## Given records
**********

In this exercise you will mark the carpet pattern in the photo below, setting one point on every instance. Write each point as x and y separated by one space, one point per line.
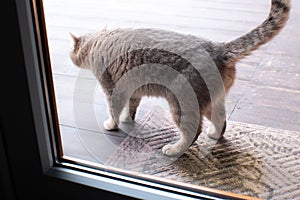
251 160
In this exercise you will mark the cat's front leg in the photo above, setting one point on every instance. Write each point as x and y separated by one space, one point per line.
217 117
110 124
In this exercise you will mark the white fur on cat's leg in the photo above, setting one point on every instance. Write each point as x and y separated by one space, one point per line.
125 116
179 147
212 133
110 124
216 132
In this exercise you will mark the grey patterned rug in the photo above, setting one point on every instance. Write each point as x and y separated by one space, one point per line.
251 160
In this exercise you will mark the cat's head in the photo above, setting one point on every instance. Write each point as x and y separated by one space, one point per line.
78 51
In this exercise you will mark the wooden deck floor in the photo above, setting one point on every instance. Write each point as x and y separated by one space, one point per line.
267 89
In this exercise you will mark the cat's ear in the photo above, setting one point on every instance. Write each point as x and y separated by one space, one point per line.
74 38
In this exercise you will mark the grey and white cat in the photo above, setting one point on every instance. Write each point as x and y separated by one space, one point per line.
122 59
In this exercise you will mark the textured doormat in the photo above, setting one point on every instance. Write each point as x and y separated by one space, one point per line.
251 160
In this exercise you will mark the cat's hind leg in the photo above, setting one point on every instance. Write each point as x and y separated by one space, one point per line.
217 117
189 130
115 107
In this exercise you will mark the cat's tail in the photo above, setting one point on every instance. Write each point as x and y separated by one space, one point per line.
268 29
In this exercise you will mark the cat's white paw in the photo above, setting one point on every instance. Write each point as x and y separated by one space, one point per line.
212 133
125 119
110 124
171 150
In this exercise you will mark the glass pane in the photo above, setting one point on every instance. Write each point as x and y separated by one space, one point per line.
256 157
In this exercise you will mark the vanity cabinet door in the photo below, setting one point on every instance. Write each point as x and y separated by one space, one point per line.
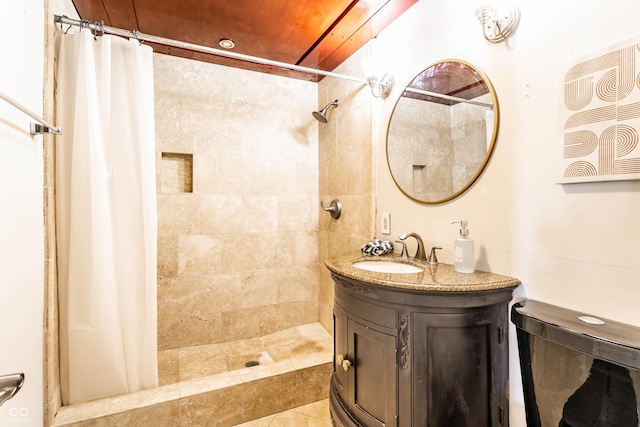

**********

## Exercise aim
Copy the entries character for character, excluding any pictures.

## Response
In this exercise you will mark the carpet pattern in the photo below, setting one point on every instance. Write each point as x and y separated by one space, one point per line.
251 160
In this exercise you will mark the cat's front leg in the photo above, setting one point on every instance. Write each point as x and y separated by one space, one point per line.
217 117
110 124
In this exercise you will mark the white fur on cat's leg in the photo above, setting one point on every instance. Write each point as x and y separated by one space, one point per line.
125 116
179 147
212 133
110 124
216 132
In this exercise you will mark the grey patterned rug in the photo above, setting one point on every instance. Write each point as x and y separated by one space, one point per line.
251 160
In this exercise you will mark the cat's head in the photo above, setting one point on every instance. Write each point as x and y separated by one space, one point per line.
78 51
In this exercise you will mark the wooden deck floor in the photo above, setting one point on every instance. Write each point as x and y separated by one space, one point per line.
267 89
In this exercise you will mark the cat's ear in the photo above, setting one point on every instance. Write each point as x and y separated by one space, one point per line.
74 38
In this exercise you will mark the grey and white cat in the photo above, setting one point on every instance. Write each point as x and y separated by one space, one point per line.
122 59
In this exercise you will mark the textured doormat in the photo above, setting one point on every instance. Write each point as x and y separated by one space, one point per line.
251 160
In this exercise you will mark the cat's hind leg in the photo above, setting one point on every instance. Write each point as x and y separated by one space, one point per line.
217 117
189 130
115 107
In this exercise you will mark the cat's tail in the photo above, setting one point on every instance. Write each point as x and y separated by one space, one point per line.
268 29
In this exercise you will mark the cat's white paw in the photo above, setting one point on every instance. Write each point as x and y separated by one space, one point per line.
212 133
125 119
110 124
171 150
In this exercise you will mark the glass pane in the photo above, setting one point on every instance. Write each point as x and y separated by one space, one point per line.
256 157
In this exercise you will mark the vanity cabinet door in the photo below, setting one point on every instance. Write each point as x and y separated by one space, one point per line.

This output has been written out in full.